Published Online:https://doi.org/10.1176/ajp.115.2.167

Four schizophrenic patients receiving chlorpromazine in doses adequate to produce a Parkinsonian syndrome but with no history or physical findings of other neurological disease showed elevation of cerebrospinal fluid protein ranging from 51 to 108 mg.%.

Further studies are, of course, indicated and are under way. Besides confirming these findings in a larger series and investigating related drugs in the phenothiazine group, it is planned to evaluate the effect of dosage and duration of administration. Thus far the opportunity has been granted to examine spinal fluids before and after chlorpromazine on 3 non-psychiatric patients; all were on lower doses than those ordinarily employed in the treatment of psychosis.

After 30 days of chlorpromazine (average daily dose 400 mg.) during which time none of the patients showed Parkinsonian manifestations, the spinal fluid levels rose in one case from 21 to 47 mg.%, in another from 27 to 55 mg.% and in the third from 45 to 57 mg.%.

It is not now possible to say whether an increase in the cerebrospinal fluid protein content is related to an alteration in barrier permeability, or whether it indicates some degree of breakdown of tissue. The findings are here presented in a preliminary form solely to alert physicians working with this drug to a hitherto undescribed effect. It is hoped that dissemination of this information may prove helpful in evaluating spinal fluid data where certain complications or questions of differential diagnosis may arise in individuals undergoing long-term therapy with this drug.

Point localization data:
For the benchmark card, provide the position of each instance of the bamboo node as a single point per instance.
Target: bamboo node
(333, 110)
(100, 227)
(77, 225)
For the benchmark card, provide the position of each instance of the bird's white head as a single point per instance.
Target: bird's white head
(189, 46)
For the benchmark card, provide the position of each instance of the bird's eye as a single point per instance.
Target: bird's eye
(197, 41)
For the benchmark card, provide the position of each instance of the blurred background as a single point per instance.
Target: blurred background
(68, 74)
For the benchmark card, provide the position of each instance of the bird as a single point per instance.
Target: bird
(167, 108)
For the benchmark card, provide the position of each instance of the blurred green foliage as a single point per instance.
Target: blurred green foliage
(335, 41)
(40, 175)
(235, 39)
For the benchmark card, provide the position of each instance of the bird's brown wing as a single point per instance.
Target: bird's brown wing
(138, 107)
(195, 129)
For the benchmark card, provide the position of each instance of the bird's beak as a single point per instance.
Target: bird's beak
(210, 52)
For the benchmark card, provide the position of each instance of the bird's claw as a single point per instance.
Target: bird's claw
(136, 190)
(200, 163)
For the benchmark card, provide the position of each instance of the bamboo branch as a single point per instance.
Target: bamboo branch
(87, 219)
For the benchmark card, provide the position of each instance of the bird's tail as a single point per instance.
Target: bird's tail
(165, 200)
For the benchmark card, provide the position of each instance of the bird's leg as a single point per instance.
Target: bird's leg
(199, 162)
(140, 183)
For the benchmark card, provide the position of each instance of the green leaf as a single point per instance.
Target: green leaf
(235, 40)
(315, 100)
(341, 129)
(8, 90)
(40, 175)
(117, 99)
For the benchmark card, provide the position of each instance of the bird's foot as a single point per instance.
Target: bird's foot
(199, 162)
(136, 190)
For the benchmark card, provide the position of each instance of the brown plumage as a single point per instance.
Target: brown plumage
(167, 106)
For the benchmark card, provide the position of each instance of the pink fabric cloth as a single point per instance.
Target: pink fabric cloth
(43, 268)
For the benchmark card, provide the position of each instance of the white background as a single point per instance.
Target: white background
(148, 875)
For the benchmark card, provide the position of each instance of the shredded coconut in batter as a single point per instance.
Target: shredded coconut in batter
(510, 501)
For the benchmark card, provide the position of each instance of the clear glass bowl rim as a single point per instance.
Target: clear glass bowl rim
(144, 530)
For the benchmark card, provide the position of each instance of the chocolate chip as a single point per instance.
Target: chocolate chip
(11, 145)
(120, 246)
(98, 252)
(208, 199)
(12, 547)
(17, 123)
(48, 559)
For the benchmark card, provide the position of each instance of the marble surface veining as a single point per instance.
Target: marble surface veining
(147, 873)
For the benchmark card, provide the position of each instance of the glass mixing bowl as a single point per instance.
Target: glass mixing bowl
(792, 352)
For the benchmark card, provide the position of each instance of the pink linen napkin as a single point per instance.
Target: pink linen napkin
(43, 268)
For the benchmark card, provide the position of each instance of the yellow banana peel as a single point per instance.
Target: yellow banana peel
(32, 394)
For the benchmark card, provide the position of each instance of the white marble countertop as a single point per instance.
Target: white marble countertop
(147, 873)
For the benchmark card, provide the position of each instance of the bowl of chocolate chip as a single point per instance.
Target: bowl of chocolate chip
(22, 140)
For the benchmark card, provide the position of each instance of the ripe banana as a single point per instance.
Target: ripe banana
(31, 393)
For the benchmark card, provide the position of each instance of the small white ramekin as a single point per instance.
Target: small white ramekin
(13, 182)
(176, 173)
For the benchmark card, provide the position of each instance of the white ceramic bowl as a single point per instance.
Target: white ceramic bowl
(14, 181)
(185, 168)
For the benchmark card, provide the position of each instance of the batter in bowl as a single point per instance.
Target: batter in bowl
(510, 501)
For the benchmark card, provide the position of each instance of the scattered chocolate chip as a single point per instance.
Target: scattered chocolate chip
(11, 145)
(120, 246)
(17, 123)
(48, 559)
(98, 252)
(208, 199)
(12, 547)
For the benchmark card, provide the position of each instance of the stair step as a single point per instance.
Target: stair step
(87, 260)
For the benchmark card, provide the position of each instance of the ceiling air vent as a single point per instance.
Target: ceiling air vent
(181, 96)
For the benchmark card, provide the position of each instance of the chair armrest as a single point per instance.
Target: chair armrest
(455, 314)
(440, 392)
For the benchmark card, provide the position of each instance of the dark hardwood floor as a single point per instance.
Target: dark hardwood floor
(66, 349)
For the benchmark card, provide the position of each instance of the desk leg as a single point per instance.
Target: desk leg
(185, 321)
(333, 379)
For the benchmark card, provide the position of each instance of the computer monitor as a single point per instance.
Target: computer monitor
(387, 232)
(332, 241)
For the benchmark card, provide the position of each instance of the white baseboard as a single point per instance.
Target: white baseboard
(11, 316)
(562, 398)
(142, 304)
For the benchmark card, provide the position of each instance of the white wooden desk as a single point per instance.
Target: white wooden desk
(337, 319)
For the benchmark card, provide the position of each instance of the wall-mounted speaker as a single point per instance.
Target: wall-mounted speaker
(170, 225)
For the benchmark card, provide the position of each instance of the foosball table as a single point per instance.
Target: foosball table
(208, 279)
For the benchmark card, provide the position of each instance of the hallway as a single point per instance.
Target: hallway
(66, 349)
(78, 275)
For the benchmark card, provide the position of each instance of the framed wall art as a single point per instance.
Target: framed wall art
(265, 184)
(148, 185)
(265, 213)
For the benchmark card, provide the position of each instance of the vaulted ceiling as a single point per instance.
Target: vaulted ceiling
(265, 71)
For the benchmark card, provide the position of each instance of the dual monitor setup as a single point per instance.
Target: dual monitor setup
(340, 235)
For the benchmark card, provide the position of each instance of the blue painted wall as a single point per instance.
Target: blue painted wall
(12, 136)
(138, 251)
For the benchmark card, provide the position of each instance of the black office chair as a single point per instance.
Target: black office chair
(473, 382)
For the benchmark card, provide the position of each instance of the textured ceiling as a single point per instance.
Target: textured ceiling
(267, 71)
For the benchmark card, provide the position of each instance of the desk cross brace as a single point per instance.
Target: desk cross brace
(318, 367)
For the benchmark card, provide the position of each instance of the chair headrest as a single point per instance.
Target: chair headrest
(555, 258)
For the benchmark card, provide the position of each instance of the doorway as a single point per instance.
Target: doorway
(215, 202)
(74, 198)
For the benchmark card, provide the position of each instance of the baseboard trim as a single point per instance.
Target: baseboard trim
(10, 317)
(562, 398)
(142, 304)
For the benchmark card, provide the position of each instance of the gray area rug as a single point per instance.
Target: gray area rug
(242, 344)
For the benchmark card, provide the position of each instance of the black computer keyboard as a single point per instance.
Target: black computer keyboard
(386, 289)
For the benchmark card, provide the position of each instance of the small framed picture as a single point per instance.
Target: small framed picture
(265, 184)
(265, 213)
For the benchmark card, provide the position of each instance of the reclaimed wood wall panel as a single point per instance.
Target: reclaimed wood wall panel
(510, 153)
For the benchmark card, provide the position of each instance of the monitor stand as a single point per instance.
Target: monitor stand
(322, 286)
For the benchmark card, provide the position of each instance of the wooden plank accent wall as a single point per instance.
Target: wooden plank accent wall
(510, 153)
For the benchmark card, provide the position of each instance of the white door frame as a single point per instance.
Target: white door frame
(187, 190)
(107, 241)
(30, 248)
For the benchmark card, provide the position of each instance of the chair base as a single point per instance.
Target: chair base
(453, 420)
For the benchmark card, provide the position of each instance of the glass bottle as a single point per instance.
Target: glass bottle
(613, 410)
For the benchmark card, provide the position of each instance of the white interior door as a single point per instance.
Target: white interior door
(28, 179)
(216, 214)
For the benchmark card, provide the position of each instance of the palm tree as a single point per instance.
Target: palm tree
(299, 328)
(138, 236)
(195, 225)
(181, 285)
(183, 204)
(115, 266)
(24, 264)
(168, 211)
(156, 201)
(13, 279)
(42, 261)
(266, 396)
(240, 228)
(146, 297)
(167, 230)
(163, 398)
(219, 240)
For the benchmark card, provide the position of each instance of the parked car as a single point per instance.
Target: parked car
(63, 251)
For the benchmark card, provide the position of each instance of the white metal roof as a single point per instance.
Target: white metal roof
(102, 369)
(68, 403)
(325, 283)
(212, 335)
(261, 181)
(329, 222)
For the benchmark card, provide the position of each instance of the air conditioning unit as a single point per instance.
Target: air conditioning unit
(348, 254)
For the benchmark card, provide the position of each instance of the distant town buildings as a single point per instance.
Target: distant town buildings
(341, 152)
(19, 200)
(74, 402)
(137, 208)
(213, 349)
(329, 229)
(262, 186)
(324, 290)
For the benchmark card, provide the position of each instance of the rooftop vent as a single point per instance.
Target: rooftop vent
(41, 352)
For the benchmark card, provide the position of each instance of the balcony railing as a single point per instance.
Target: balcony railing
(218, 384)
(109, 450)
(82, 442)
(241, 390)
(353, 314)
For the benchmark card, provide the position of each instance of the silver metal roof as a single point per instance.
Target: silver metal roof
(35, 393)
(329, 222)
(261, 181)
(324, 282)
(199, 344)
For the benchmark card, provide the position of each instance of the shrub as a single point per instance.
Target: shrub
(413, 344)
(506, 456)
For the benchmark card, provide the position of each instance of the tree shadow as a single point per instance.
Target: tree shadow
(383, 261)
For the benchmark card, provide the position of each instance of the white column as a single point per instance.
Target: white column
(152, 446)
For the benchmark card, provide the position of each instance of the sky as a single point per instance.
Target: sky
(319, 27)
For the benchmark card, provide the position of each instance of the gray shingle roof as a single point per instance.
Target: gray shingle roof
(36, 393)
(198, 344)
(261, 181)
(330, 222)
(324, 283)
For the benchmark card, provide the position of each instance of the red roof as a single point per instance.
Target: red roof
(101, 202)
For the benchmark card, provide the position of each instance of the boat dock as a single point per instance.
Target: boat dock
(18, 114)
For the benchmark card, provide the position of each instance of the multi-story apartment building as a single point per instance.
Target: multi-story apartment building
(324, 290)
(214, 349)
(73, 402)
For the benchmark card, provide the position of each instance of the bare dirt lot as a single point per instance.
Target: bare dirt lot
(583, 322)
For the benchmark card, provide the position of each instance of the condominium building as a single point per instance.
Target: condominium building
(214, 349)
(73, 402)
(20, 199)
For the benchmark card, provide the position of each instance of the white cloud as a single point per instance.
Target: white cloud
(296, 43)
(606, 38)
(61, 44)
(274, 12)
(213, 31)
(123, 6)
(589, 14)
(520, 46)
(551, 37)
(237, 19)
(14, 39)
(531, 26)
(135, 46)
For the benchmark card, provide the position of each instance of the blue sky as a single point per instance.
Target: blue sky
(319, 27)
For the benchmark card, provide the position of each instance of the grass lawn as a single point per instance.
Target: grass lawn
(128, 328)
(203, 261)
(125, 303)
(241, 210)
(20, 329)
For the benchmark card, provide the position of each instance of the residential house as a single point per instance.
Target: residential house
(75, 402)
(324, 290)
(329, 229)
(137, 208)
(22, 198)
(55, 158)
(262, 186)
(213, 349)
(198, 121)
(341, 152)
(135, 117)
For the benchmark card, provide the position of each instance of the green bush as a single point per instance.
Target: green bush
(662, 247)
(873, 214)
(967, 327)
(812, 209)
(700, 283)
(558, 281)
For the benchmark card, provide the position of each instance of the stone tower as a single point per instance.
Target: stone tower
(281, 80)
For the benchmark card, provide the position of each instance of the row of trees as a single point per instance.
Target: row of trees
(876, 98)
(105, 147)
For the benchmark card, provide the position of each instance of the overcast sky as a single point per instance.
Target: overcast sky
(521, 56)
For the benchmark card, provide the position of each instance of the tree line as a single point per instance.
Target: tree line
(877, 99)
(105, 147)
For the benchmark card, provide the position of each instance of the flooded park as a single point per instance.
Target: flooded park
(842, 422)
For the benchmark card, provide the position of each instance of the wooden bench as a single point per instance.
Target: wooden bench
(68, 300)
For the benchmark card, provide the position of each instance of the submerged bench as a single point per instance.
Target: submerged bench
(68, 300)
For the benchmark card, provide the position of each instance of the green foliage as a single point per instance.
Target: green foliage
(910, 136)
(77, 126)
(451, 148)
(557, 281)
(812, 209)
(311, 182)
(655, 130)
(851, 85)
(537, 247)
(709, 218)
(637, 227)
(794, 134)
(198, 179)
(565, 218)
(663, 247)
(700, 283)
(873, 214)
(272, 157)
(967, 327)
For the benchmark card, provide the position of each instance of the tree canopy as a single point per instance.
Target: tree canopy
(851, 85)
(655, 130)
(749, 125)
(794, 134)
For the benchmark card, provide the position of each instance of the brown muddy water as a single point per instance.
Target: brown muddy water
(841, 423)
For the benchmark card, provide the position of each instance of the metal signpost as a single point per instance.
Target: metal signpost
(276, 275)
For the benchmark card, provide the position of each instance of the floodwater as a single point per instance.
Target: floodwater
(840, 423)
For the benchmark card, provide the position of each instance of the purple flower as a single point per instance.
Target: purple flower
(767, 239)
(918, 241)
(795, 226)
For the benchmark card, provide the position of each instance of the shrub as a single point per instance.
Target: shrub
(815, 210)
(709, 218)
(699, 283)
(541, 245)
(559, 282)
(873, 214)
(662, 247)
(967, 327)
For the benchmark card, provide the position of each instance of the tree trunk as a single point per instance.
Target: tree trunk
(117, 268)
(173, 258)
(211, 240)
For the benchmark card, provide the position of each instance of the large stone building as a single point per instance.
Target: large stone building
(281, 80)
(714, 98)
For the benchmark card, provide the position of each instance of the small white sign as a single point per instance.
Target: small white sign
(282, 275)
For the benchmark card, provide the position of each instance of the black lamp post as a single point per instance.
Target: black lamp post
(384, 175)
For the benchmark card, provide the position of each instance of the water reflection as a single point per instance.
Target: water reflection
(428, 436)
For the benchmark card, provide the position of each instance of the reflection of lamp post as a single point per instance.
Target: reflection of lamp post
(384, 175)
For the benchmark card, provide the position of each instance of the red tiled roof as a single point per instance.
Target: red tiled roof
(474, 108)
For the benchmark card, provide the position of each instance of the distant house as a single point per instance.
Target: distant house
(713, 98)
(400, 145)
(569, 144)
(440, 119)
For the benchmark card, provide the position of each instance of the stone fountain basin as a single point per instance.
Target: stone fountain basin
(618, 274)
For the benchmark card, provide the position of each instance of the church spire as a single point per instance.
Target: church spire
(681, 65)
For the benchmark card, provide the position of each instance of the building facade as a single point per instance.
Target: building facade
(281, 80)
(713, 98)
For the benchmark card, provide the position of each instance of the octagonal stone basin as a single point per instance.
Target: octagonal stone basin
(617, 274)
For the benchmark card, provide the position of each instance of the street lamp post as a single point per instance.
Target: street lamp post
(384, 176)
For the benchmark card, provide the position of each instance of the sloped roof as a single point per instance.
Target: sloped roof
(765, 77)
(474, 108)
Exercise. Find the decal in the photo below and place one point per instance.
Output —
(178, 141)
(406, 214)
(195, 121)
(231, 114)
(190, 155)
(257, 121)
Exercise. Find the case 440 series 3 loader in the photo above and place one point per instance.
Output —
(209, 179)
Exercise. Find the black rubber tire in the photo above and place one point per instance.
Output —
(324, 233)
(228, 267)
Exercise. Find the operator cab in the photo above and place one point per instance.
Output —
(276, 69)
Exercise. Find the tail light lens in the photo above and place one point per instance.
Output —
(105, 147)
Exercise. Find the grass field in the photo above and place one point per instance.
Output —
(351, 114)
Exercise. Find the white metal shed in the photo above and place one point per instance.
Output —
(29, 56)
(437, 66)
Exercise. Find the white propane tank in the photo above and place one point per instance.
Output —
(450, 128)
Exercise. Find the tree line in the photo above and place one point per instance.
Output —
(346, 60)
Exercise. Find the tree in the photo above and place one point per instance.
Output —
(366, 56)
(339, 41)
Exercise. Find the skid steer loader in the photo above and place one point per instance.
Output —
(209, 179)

* **Actions to take**
A. According to the chlorpromazine report, why are the findings presented in a preliminary form?
B. In the chlorpromazine report, what was the average daily dose given to the three non-psychiatric patients over 30 days?

* **Per-task outputs**
A. They are presented solely to alert physicians working with chlorpromazine to a previously undescribed effect. The authors hope that spreading this information will help physicians evaluate spinal fluid data when complications or questions of differential diagnosis arise in people on long-term therapy with the drug.

B. 400 mg.